## What needs to be done
Locate the line that contains "black trousers, the". Reproduce it and all following lines up to the end of the material, exactly and with nothing added.

══ Data provided

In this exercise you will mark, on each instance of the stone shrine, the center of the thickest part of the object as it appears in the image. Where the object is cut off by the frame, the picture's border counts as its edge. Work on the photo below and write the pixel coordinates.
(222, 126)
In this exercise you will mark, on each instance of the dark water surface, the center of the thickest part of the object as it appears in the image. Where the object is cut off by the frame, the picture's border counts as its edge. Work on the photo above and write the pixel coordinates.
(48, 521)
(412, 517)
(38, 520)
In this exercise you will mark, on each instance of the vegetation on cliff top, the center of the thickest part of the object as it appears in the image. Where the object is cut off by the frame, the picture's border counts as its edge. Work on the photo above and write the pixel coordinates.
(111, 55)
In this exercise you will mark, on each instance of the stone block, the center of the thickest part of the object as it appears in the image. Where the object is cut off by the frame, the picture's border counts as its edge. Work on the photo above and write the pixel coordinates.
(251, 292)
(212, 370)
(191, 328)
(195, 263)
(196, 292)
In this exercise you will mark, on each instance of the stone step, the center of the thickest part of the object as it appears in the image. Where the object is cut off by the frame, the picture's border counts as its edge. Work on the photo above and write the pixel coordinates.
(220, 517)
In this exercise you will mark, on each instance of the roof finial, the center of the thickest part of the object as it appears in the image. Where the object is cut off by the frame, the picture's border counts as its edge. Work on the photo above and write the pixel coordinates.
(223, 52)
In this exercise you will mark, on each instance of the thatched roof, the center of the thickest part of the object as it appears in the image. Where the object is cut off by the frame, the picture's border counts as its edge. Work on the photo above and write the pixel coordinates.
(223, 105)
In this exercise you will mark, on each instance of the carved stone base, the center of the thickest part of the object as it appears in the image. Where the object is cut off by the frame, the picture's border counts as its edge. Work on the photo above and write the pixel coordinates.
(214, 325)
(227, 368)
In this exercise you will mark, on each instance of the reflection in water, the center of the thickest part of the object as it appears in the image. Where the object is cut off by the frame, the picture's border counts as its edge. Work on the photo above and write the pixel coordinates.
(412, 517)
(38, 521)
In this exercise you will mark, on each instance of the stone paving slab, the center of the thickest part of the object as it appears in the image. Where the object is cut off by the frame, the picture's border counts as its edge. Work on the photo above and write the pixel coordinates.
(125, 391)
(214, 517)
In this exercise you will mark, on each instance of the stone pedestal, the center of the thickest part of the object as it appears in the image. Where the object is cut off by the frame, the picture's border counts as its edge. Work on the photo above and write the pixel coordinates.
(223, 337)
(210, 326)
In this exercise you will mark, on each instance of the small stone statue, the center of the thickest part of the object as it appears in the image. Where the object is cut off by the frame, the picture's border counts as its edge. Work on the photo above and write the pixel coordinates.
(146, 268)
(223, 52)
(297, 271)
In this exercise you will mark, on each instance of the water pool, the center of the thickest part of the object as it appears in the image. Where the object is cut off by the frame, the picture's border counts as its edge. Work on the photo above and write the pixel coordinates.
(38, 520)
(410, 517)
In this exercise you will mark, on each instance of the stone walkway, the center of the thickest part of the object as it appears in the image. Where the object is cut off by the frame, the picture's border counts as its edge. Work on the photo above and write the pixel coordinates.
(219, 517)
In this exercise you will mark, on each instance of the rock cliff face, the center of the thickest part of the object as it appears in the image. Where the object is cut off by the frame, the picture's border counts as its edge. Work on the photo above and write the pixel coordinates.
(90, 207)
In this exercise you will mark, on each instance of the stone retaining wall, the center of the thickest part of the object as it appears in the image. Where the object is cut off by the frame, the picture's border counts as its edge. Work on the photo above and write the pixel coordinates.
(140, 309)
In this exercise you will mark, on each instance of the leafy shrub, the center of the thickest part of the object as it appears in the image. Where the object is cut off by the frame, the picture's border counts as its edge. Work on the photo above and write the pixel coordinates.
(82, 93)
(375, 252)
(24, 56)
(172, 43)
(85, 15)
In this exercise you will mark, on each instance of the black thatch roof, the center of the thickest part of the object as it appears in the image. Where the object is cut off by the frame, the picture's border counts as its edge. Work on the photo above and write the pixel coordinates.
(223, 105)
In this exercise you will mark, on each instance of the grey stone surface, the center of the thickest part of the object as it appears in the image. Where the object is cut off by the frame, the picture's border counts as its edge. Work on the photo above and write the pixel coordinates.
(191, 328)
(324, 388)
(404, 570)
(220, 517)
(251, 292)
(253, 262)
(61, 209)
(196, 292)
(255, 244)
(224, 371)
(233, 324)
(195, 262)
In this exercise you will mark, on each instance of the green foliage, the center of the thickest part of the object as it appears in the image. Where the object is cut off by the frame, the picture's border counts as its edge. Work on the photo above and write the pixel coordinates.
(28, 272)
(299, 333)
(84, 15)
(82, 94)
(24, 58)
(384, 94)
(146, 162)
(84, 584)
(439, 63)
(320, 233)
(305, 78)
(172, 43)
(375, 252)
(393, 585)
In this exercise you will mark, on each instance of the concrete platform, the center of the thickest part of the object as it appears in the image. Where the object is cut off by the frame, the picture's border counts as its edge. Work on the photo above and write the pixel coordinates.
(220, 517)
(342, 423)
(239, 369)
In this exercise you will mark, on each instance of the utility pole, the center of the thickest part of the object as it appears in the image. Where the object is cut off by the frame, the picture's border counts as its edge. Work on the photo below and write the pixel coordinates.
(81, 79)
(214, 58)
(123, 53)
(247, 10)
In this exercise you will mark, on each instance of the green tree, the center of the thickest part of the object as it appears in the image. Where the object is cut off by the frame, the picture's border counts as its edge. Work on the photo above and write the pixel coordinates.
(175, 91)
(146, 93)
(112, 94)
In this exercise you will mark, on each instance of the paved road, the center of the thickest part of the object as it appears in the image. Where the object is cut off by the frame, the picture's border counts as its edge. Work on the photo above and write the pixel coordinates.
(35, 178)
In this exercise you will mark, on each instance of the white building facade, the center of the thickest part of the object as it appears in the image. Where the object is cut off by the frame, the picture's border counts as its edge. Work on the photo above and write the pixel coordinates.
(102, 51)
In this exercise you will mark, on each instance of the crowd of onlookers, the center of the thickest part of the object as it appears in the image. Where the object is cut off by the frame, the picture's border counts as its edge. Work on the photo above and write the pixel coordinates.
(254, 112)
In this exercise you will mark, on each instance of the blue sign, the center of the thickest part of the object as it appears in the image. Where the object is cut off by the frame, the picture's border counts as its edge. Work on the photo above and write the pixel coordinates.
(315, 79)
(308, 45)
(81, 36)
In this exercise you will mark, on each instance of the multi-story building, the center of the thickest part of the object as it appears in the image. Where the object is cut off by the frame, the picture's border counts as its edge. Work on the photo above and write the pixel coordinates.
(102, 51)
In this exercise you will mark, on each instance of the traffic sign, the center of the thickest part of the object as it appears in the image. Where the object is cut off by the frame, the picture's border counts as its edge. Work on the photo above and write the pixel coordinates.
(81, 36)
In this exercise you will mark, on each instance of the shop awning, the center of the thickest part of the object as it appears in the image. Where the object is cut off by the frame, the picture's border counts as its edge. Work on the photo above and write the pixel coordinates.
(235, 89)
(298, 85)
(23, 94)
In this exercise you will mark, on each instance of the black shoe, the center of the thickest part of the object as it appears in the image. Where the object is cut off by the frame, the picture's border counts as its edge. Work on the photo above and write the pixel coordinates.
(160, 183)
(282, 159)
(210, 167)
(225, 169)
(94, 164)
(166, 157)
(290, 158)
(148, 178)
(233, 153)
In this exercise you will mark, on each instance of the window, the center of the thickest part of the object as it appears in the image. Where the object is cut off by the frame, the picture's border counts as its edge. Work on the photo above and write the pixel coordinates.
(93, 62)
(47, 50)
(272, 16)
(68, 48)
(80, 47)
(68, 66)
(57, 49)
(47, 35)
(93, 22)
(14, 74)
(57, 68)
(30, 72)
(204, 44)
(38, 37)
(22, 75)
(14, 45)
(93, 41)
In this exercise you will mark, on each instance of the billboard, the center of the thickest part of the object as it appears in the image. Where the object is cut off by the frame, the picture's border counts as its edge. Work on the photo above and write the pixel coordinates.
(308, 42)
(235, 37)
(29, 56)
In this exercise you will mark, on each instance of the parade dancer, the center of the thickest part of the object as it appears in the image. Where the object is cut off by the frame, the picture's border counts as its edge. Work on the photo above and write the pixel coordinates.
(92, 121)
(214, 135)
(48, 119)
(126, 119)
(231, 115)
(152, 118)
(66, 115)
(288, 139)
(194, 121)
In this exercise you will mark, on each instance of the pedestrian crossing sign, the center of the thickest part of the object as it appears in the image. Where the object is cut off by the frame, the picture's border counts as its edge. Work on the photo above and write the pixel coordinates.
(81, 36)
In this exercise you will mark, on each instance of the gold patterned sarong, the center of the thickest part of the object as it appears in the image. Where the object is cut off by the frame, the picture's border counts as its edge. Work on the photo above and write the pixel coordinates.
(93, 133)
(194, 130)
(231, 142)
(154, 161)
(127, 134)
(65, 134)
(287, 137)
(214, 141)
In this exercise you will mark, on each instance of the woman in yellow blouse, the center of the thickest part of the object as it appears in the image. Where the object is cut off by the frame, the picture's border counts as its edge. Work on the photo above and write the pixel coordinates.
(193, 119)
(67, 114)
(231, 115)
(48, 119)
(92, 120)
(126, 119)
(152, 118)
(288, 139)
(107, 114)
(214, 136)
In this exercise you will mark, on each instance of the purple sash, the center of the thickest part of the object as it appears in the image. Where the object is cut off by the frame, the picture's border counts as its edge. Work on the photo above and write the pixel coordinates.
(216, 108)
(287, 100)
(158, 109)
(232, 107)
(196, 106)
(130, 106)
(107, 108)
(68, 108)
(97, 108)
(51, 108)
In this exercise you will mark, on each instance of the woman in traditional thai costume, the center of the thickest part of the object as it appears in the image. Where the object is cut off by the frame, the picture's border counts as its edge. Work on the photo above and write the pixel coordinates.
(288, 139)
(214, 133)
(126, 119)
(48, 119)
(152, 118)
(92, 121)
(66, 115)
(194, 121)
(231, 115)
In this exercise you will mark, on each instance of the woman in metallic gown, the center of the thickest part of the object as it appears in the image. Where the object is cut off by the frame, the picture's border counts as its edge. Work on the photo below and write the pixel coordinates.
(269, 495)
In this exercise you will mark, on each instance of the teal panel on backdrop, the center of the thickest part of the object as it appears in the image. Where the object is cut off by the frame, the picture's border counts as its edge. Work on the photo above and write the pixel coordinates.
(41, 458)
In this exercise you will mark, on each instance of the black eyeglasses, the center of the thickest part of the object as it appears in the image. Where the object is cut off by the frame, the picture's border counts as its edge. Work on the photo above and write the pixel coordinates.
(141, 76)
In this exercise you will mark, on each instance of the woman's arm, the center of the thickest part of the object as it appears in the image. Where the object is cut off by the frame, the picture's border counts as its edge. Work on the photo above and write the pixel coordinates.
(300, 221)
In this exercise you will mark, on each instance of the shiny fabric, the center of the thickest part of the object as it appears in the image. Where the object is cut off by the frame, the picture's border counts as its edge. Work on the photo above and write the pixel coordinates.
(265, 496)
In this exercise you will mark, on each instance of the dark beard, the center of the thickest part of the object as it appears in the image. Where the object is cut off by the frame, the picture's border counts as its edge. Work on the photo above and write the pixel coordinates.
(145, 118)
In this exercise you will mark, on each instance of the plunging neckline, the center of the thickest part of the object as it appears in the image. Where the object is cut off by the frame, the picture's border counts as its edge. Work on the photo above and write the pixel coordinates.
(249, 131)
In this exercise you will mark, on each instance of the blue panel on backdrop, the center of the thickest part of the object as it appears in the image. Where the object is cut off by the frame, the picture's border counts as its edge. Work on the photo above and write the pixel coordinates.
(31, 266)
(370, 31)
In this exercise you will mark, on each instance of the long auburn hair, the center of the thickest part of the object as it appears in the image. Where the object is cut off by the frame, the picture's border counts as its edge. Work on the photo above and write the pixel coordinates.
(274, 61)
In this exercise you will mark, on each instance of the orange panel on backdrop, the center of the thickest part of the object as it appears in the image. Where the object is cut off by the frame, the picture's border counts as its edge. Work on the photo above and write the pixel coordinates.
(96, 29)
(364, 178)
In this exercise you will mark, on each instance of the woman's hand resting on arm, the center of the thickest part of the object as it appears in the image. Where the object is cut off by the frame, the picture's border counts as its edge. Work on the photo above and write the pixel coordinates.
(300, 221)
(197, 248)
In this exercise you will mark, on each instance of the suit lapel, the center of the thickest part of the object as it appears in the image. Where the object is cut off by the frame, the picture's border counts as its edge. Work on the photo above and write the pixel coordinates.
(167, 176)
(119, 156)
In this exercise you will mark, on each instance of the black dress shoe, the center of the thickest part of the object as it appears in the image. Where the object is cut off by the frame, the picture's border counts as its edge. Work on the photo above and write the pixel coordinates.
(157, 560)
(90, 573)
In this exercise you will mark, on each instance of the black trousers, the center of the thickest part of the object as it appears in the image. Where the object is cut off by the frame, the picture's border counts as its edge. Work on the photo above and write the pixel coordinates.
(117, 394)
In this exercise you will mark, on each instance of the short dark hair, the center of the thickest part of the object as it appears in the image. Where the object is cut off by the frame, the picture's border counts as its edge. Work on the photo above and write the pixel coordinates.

════

## Answer in full
In this exercise you will mark, on each instance of the black trousers, the center of the thickest part of the object as it appears in the image. Where the object is cut off by the frame, the picture's border counts as its edge. Work on the photo above and write the pixel coordinates.
(117, 394)
In this exercise you will mark, on each instance of the short dark hair, the center of the thickest part of the object as it appears in the image. Where the object is cut off by the frame, the picture's border counts as its edge. Work on the photo above and write the pixel coordinates.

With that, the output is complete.